AIM.
Pull from the data below each line that contains the string "slice" and copy it out, leaving all other lines behind.

RECORDS FOR THIS TASK.
++++++++++++++++++++

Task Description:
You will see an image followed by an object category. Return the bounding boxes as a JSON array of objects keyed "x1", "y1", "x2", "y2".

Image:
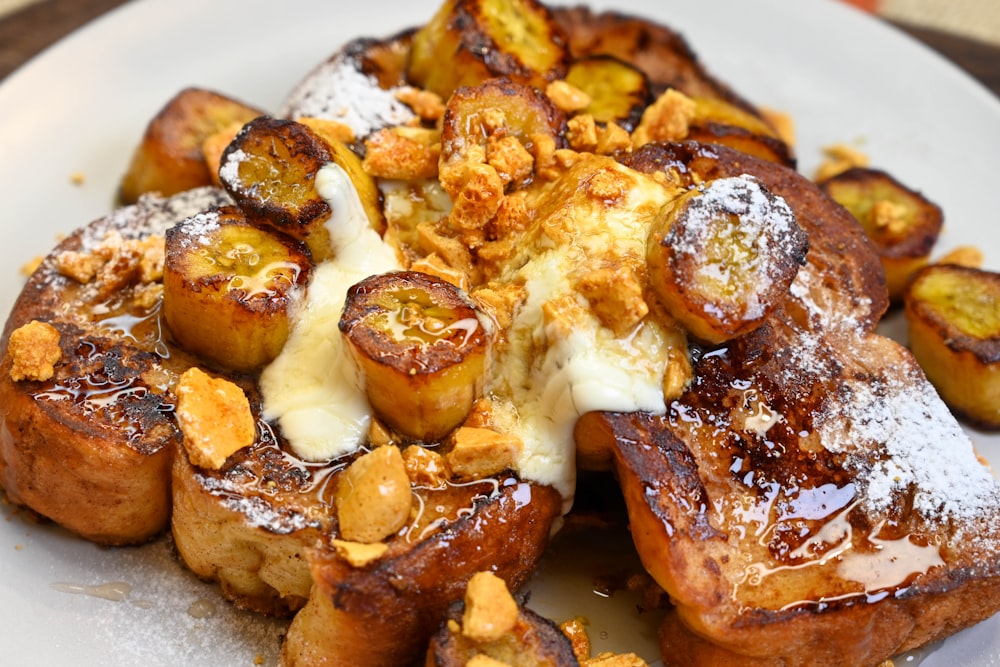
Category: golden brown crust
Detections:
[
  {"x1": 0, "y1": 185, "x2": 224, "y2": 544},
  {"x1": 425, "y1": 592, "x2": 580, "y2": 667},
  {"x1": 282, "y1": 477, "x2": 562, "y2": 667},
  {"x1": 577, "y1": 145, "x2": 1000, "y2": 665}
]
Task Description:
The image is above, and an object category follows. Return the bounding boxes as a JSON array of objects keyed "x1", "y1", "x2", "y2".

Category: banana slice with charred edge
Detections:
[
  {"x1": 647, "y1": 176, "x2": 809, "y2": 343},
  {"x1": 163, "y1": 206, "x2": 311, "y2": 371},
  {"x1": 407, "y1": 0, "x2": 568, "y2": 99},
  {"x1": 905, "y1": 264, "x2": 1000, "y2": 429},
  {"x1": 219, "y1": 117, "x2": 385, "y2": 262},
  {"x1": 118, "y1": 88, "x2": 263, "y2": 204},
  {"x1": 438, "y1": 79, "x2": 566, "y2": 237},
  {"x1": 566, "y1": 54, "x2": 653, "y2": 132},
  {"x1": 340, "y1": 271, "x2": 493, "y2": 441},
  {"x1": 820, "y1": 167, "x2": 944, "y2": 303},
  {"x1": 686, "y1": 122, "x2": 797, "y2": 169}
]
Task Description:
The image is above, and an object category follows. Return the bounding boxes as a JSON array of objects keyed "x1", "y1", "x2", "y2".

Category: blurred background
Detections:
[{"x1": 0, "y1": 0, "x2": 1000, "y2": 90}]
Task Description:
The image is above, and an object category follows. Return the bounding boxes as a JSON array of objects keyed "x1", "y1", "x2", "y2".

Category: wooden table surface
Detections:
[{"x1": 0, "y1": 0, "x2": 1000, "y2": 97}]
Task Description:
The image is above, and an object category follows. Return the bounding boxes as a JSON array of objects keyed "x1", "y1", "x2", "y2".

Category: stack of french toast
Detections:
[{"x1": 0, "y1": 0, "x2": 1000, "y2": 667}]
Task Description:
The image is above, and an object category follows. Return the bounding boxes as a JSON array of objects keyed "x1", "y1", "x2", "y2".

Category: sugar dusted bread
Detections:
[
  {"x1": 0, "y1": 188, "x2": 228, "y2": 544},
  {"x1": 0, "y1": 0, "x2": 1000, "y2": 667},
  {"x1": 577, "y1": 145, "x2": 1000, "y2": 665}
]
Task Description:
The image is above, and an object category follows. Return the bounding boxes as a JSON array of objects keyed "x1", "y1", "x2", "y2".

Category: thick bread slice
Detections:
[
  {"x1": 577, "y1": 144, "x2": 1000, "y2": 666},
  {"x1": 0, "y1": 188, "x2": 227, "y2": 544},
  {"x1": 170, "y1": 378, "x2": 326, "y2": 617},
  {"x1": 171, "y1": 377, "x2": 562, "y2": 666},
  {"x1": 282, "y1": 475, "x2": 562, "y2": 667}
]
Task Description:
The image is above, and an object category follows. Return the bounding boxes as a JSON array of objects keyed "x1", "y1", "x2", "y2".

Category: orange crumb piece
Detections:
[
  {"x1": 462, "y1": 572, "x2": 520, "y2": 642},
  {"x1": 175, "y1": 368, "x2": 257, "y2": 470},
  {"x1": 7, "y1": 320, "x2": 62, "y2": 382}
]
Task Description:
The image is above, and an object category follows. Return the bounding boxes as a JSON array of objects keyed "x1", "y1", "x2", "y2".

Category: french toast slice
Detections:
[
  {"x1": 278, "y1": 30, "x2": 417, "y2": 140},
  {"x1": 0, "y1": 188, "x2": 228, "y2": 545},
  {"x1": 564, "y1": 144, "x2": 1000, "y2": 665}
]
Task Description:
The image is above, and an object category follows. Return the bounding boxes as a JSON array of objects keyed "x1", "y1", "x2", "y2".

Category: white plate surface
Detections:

++++++++++++++++++++

ANSWER TO THIS TASK.
Category: banana slice with charred edge
Category: thick bread slice
Category: french toast slice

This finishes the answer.